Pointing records
>>>>>

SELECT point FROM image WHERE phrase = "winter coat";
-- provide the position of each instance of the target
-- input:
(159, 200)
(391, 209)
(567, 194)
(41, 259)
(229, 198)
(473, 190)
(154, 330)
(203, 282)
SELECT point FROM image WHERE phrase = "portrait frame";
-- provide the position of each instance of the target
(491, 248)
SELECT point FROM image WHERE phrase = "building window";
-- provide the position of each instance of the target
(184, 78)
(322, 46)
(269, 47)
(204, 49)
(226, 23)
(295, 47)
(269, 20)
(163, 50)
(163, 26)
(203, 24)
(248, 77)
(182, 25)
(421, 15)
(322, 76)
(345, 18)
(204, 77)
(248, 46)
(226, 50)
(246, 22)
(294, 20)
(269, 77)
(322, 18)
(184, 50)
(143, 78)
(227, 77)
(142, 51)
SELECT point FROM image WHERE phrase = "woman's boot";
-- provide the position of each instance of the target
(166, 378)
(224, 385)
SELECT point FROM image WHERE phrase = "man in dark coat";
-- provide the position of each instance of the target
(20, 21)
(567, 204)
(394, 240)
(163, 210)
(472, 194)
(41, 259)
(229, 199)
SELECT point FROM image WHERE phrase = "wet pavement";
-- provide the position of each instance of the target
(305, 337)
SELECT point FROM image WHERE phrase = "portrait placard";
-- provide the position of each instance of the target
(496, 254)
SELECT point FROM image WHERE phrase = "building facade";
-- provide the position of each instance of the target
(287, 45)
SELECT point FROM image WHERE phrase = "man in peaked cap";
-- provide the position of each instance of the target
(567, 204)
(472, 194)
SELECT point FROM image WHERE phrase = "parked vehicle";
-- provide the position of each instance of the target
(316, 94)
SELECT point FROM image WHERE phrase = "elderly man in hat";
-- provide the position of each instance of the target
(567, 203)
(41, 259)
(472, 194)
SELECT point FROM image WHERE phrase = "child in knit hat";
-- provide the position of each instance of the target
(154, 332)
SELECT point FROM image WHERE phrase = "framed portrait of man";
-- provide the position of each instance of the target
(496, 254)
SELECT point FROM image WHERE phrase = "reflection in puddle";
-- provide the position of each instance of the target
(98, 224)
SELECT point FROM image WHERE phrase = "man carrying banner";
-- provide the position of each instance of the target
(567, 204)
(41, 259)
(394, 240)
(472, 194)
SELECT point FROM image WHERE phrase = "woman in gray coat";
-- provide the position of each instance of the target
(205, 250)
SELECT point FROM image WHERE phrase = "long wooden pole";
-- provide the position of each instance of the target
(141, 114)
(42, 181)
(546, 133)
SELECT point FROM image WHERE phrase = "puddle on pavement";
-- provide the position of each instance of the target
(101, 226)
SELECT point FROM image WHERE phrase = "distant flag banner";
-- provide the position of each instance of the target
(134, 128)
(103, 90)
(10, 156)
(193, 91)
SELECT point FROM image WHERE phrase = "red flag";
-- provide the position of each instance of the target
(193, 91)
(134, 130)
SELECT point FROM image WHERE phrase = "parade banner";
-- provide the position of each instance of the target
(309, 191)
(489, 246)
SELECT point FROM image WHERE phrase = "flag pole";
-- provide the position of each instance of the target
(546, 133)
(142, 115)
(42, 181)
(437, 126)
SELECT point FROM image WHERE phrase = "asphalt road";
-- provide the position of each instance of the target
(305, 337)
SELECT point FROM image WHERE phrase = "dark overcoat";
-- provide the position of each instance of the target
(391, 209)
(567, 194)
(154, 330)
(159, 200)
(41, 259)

<<<<<

Task prompt —
Copy the data above exactly. Every line must be included.

Solution for this task —
SELECT point FROM image WHERE phrase = "winter coat";
-- provide the position of each instance of the target
-- input:
(159, 200)
(391, 209)
(567, 194)
(41, 259)
(229, 198)
(473, 190)
(154, 330)
(203, 282)
SELECT point FROM image WHERE phrase = "portrait frame";
-- provide the position of each instance of the target
(491, 248)
SELECT point FROM image WHERE phrase = "building window";
-- provide the position of each instance of the target
(184, 78)
(322, 46)
(269, 47)
(204, 49)
(226, 23)
(295, 47)
(269, 20)
(163, 50)
(163, 26)
(203, 24)
(248, 77)
(182, 25)
(421, 15)
(322, 76)
(345, 18)
(204, 77)
(248, 46)
(226, 50)
(246, 22)
(294, 20)
(269, 77)
(322, 18)
(184, 50)
(143, 78)
(227, 77)
(142, 51)
SELECT point FROM image WHERE phrase = "woman's boot";
-- provide the position of each instance of the target
(166, 378)
(224, 385)
SELECT point FROM image WHERE phrase = "man in dark coat";
-- provide the position of each instance of the target
(20, 21)
(567, 204)
(394, 240)
(163, 210)
(472, 194)
(41, 259)
(229, 199)
SELECT point FROM image WHERE phrase = "wet pavement";
-- provide the position of each instance of the target
(305, 337)
SELECT point FROM image WHERE phrase = "portrait placard";
-- provide the position of each instance of the target
(496, 254)
SELECT point FROM image WHERE phrase = "building facade";
-- provide the position of each instance of the target
(287, 45)
SELECT point FROM image WHERE phrase = "man in peaked cap";
-- provide the position of each instance of the target
(567, 204)
(472, 194)
SELECT point FROM image WHERE phrase = "parked vehicle";
-- provide the position of each instance of the target
(316, 94)
SELECT point FROM image WHERE phrase = "elderly man in hat";
-- provide the position of each instance of the target
(567, 203)
(41, 259)
(472, 194)
SELECT point FROM image WHERE phrase = "child in knit hat";
-- provide the position of each instance of the target
(154, 332)
SELECT point FROM image WHERE phrase = "framed portrait of man";
-- provide the position of each instance of the target
(496, 254)
SELECT point FROM image WHERE phrase = "reflection in puddle";
-- provide the position of each instance of the target
(98, 224)
SELECT point FROM image WHERE phrase = "man carrying banner";
-- provide the position of each instance of the target
(567, 204)
(41, 259)
(394, 240)
(472, 194)
SELECT point FROM image WHERE phrase = "woman in gray coat";
-- provide the position of each instance of the target
(205, 250)
SELECT point FROM image WHERE phrase = "long wooden pole";
-- provide the position of each instance of the target
(141, 114)
(42, 181)
(546, 133)
SELECT point FROM image WHERE phrase = "puddle on pavement";
-- provide the position of each instance of the target
(101, 226)
SELECT point FROM image WHERE phrase = "distant flag banner";
-- provide the position of each instance of the target
(134, 128)
(103, 90)
(10, 156)
(193, 91)
SELECT point FROM image WHERE phrase = "red flag";
-- provide the position of each instance of the target
(193, 91)
(134, 130)
SELECT point FROM image WHERE phrase = "parade banner";
-- provide the position of each instance of the target
(309, 191)
(489, 246)
SELECT point FROM image WHERE phrase = "flag pole";
-- provide the position of each instance of the target
(546, 133)
(142, 115)
(42, 181)
(437, 126)
SELECT point FROM image WHERE phrase = "asphalt road";
-- provide the position of each instance of the target
(305, 337)
SELECT point FROM image WHERE phrase = "dark overcoat";
-- provide the position of each instance of the target
(391, 209)
(567, 194)
(154, 330)
(159, 200)
(41, 259)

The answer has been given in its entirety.